▶ [Work required]: When you come to the line with "If you could point to the embankment", begin repeating; continue exactly through the final line of the records and include nothing from before.

▶ [Data extracted from a collection]:
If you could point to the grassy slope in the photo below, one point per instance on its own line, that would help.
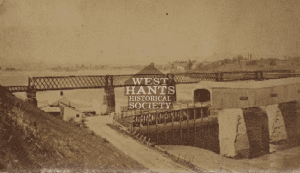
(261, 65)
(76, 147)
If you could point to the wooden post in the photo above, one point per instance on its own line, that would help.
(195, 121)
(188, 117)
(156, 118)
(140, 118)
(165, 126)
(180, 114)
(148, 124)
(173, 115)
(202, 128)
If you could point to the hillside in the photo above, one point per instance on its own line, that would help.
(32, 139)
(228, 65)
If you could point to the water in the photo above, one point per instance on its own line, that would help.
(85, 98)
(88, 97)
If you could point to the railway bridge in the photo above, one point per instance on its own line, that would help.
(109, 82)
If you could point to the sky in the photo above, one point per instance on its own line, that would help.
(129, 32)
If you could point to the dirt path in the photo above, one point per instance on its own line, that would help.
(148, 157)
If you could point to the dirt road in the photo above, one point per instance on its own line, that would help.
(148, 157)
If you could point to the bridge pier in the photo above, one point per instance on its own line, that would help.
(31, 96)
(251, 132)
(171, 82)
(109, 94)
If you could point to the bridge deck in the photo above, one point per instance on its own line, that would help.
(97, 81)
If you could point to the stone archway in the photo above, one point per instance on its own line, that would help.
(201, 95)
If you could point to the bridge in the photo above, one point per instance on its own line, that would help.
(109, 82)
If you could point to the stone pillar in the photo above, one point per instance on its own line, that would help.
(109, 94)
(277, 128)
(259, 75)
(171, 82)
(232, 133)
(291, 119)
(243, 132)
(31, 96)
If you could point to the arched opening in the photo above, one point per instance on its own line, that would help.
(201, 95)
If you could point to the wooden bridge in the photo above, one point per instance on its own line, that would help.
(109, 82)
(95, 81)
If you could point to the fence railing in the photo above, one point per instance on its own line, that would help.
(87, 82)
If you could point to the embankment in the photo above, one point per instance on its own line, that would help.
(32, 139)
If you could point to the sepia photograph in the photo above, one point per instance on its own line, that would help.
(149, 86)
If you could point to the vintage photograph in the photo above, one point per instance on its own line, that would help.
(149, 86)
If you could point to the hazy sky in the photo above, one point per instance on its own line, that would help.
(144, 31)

▶ [Answer box]:
If you could point to the embankment in the photo above, one point per instance on its own line, that would help.
(32, 139)
If you could point to the sepia photograph in the photo above, one point per instance on its own line, that would help.
(149, 86)
If you could point to the vintage photograph in the photo above, one point per instance on its own line, that would help.
(149, 86)
If you could point to the hazy sky in the photo above, one point per instance on its own line, that would help.
(144, 31)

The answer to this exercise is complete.